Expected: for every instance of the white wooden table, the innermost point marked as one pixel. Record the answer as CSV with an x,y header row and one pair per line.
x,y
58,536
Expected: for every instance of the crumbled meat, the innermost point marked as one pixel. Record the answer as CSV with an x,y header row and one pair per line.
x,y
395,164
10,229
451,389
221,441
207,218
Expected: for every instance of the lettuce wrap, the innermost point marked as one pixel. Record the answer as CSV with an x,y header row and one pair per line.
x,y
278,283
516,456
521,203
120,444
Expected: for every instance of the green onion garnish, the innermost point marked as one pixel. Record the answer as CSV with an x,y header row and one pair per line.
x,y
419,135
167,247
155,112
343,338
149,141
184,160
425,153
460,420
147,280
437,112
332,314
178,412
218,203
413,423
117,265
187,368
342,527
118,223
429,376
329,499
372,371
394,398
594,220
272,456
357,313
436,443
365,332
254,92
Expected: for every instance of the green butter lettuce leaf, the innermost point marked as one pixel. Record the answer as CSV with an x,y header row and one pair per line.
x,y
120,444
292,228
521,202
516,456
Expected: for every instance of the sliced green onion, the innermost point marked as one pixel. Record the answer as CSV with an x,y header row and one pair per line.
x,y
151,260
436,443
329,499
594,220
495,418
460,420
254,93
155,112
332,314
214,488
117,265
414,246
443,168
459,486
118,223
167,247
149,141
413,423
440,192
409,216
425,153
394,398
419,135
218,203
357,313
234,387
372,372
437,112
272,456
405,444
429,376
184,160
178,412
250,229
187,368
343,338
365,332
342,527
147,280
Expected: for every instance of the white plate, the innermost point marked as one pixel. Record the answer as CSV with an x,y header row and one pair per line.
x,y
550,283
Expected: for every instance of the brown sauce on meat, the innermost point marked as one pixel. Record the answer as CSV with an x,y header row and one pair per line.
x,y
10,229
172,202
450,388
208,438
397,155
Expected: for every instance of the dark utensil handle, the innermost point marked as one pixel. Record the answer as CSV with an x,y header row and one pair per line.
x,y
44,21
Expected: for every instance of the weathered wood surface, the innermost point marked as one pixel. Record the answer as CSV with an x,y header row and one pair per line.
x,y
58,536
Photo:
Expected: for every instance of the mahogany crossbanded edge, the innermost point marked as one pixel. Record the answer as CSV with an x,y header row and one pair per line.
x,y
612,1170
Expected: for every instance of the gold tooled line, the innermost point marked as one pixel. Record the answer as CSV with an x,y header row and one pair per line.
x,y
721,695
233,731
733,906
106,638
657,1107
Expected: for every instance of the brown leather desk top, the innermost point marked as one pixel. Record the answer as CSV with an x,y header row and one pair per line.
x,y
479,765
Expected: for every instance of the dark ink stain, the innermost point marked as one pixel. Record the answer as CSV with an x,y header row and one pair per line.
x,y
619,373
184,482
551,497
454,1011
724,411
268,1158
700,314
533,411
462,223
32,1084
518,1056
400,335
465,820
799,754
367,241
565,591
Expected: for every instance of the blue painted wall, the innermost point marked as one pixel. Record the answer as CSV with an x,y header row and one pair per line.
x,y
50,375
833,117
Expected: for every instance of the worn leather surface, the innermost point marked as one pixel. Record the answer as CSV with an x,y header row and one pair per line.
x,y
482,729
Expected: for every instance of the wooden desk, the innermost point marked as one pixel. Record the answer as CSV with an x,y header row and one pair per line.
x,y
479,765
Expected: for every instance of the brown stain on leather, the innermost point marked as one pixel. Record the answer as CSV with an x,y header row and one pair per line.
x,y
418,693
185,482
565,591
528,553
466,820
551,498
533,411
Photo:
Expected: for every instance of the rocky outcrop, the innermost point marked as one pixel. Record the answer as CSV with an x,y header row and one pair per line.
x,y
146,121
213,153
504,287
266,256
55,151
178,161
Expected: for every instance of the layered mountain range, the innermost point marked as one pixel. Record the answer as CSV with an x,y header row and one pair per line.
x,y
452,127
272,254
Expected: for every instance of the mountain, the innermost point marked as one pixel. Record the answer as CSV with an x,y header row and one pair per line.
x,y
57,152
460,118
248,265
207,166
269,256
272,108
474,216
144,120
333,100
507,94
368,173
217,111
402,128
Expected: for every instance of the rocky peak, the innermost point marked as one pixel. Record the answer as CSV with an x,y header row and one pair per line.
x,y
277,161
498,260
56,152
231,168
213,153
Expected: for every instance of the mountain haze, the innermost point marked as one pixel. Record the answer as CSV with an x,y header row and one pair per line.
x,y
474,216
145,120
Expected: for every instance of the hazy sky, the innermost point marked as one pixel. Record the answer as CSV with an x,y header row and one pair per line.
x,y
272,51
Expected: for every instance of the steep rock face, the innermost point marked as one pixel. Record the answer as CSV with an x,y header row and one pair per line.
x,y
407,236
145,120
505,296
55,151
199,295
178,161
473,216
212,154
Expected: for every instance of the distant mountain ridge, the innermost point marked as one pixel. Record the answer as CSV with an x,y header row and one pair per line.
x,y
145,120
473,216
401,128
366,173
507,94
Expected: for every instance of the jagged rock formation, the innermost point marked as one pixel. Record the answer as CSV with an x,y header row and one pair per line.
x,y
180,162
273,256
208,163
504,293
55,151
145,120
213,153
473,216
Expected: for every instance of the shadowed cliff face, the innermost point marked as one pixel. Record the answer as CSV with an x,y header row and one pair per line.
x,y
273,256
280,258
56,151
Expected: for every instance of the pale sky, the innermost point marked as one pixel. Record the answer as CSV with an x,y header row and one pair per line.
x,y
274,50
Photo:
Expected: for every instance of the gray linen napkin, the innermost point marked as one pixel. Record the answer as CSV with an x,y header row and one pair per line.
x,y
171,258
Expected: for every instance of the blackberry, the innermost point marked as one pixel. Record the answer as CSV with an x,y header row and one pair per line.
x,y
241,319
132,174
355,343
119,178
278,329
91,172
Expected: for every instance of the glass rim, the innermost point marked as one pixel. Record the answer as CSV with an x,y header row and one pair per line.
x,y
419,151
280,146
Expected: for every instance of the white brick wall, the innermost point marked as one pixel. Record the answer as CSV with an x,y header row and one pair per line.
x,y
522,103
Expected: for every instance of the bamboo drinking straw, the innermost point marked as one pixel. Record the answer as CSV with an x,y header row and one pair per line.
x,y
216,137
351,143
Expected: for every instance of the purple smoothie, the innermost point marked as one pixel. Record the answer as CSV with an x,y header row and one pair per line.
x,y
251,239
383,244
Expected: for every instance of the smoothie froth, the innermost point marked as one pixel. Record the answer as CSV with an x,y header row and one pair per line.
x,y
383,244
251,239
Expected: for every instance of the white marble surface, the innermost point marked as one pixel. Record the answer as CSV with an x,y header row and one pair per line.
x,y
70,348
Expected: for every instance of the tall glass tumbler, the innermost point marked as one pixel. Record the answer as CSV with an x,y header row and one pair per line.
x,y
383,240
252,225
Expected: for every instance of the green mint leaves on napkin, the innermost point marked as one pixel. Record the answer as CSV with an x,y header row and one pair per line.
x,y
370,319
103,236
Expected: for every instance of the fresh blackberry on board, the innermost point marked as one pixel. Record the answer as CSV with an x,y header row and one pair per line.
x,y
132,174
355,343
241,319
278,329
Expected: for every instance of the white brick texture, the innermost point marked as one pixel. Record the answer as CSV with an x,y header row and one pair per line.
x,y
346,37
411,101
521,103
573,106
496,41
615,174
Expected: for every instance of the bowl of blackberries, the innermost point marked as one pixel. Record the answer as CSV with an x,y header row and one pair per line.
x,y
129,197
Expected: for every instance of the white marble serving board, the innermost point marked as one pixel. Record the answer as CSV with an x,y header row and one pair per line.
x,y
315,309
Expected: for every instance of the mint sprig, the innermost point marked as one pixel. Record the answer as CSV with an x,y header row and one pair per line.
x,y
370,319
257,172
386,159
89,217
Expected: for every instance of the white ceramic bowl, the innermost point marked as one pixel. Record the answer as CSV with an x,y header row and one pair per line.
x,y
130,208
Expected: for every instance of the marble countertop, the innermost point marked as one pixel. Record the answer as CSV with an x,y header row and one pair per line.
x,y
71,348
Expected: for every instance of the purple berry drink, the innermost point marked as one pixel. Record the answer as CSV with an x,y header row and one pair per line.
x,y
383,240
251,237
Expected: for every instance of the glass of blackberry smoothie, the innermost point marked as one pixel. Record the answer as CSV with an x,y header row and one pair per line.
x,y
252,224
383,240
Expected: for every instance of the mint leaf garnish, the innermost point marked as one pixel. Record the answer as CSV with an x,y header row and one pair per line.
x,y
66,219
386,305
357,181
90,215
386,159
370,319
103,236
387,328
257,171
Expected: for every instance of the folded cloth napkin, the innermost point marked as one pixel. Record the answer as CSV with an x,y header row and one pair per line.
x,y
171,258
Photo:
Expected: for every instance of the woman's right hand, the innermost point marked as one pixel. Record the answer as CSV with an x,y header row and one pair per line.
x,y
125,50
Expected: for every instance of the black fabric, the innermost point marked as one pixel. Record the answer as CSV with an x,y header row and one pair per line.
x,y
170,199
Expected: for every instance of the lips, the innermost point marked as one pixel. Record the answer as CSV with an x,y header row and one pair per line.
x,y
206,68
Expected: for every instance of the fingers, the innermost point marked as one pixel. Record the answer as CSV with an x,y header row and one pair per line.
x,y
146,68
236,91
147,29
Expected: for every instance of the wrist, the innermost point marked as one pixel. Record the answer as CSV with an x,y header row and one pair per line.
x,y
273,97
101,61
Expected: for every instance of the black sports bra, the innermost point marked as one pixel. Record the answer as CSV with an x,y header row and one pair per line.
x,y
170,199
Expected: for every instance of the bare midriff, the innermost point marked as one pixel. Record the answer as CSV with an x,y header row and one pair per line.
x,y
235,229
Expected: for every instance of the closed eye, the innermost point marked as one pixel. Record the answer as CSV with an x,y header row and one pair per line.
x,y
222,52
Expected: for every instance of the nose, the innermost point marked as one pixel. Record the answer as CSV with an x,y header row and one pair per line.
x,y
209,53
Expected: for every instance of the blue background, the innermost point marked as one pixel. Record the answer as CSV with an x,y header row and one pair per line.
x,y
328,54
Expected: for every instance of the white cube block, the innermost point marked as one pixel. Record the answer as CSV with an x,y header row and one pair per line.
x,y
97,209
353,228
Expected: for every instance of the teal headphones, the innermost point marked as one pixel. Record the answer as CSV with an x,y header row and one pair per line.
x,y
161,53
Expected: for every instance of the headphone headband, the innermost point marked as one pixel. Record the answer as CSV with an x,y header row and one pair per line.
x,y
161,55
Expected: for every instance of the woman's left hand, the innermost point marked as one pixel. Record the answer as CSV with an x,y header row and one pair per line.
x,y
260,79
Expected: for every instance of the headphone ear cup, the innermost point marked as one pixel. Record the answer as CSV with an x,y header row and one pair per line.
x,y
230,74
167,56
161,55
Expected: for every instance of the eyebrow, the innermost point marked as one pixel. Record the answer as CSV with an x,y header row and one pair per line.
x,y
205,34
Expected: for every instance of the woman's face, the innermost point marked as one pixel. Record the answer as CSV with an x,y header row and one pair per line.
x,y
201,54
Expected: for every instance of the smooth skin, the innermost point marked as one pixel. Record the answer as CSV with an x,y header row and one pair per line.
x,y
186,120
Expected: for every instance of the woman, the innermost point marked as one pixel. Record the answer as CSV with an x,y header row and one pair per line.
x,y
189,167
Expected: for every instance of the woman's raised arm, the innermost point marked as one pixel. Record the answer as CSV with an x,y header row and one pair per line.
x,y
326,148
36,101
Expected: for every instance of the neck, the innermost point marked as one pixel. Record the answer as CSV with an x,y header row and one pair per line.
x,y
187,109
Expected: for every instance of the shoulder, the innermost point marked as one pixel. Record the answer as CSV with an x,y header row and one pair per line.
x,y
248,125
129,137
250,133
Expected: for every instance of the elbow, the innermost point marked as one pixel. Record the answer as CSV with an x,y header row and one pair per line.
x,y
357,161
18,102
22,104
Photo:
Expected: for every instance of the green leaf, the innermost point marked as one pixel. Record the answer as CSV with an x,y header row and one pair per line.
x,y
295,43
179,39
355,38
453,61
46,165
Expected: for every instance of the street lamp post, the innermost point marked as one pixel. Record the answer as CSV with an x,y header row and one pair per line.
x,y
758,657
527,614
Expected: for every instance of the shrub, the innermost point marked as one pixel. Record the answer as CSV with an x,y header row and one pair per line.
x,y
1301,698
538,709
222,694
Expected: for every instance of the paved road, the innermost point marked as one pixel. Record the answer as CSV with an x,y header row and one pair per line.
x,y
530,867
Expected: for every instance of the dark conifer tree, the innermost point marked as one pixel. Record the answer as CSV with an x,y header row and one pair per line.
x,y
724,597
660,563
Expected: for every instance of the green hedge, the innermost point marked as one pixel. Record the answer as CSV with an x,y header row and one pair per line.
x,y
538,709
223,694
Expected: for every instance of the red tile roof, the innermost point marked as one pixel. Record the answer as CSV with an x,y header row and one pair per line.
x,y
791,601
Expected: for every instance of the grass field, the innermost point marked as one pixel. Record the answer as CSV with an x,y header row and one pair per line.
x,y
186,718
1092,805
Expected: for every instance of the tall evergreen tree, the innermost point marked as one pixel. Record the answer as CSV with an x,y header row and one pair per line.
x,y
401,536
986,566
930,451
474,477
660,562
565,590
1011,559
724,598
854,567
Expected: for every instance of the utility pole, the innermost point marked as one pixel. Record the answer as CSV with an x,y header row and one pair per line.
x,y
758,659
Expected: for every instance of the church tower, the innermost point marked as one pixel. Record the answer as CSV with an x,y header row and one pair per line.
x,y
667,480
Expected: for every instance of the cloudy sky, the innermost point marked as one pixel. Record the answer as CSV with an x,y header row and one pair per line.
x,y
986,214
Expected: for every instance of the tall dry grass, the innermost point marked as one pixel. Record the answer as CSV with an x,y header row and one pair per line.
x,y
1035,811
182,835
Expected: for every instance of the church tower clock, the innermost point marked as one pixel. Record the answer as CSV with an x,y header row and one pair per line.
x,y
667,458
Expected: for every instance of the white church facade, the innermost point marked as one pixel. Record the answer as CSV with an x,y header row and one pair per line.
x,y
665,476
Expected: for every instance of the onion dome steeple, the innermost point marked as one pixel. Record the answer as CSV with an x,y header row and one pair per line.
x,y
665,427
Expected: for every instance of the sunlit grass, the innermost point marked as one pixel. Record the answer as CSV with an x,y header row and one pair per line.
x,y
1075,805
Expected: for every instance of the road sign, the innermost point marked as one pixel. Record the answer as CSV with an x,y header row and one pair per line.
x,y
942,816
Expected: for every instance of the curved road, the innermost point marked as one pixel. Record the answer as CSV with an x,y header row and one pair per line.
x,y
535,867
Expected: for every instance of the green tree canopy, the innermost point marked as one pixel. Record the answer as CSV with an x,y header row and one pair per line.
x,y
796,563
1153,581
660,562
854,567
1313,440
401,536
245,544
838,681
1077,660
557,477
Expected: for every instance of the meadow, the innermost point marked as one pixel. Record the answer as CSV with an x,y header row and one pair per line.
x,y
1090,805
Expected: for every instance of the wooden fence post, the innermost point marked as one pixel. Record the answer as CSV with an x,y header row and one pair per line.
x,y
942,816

★ ★ ★ ★ ★ ★ ★

What the task asks:
Rewrite every line from the one with "Expected: for every instance of the onion" up to and including the final line, keeping the requests, and offset each x and y coordinate in the answers by adding 19. Leave out all other lines.

Response to this exercise:
Expected: for every instance of the onion dome steeple, the innermost point marked as one pixel. Record the answer as CSV with an x,y header row and one pair per line.
x,y
684,446
Expected: for every instance of the sunlit grass, the innermost point marked as one pixel. Record the answer as CSV with an x,y header row and one pair per line.
x,y
1094,824
Expected: for every instance of the road sign, the innermost point marked as one pixel. Record the answer as CSV with an x,y header row and one pair per line.
x,y
961,835
Expected: for every instance of the curved road, the innermost point marked as one pixel. Record the answer as CSV with an x,y header row and one pair per line.
x,y
554,886
Expected: for every instance of the green tree canopy, the innermost point marked as one pixel. Record the answer as CSV with an x,y header row and one pair per line.
x,y
815,582
1172,600
679,581
873,586
1332,459
420,555
264,563
857,700
1096,679
576,496
Expected: for every instance of the meadow, the innermost point marked as one pixel. Record the answer as CSV with an x,y header row and one pair per line.
x,y
1109,824
Expected: for every instance of the wooden fence post, the innermost point marked as one pixel. Record the answer as CSV with an x,y header row and one pair per line.
x,y
961,835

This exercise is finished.